■ **CONSIGNE**:
D'après l'extrait sur le travail de proximité auprès des hommes gais et bisexuels, pour quel organisme deux des auteurs travaillent-ils ?

■ **EXTRAIT CHOISI**:

Intitulé Intimité, dialogue et santé : réflexion sur le travail de proximité dans les milieux de socialisation fréquentés par les hommes gais et bisexuels, ce troisième article qui s’inscrit bien dans la rubrique des perspectives communautaires pose des questions similaires au texte de Thalineau précédemment décrit. Deux des auteurs (Haig, Côté et Rousseau) oeuvrent pour l’organisme Action Séro Zéro, organisme communautaire venant en aide à des hommes gais en développant des pratiques de prévention du VIH-sida dans des contextes festifs et sexualisés notamment. Tout au long du texte, les auteurs s’interrogent sur les enjeux de normalisation pouvant découler de leur partenariat avec leur mandataire, la Direction de la santé publique, en devenant de ce fait une simple extension de l’institution étatique. De plus, ils évoquent le paradoxe rattaché au fait de s’introduire dans la vie privée des gens et de recourir aux valeurs de l’empowerment et de l’autodétermination. Les auteurs nous expliquent qu’il peut être possible d’atténuer les effets normalisateurs, faisant partie de ce paradoxe, en développant des méthodes dialogiques et participatives avec les personnes visées par l’intervention. Il s’agit en quelque sorte de remettre entre les mains de la communauté gaie la possibilité de déterminer elle-même les conditions de l’intervention préventive. Encore une fois, l’ambivalence d’Hermès est au rendez-vous.

■ **DONNÉES FOURNIES**:

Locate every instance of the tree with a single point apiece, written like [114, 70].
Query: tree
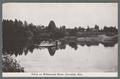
[51, 27]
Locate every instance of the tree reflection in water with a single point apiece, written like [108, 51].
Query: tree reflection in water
[21, 47]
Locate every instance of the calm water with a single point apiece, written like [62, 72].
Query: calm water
[70, 57]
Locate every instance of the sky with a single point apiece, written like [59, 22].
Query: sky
[69, 14]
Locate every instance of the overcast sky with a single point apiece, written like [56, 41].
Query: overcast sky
[68, 14]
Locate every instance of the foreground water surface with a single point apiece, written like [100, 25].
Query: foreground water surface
[70, 57]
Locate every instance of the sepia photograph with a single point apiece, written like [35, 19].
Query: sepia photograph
[60, 37]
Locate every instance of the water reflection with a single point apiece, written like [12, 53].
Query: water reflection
[20, 47]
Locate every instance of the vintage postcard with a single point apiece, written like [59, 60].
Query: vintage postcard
[60, 39]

■ **RÉPONSE**:
Action Séro Zéro.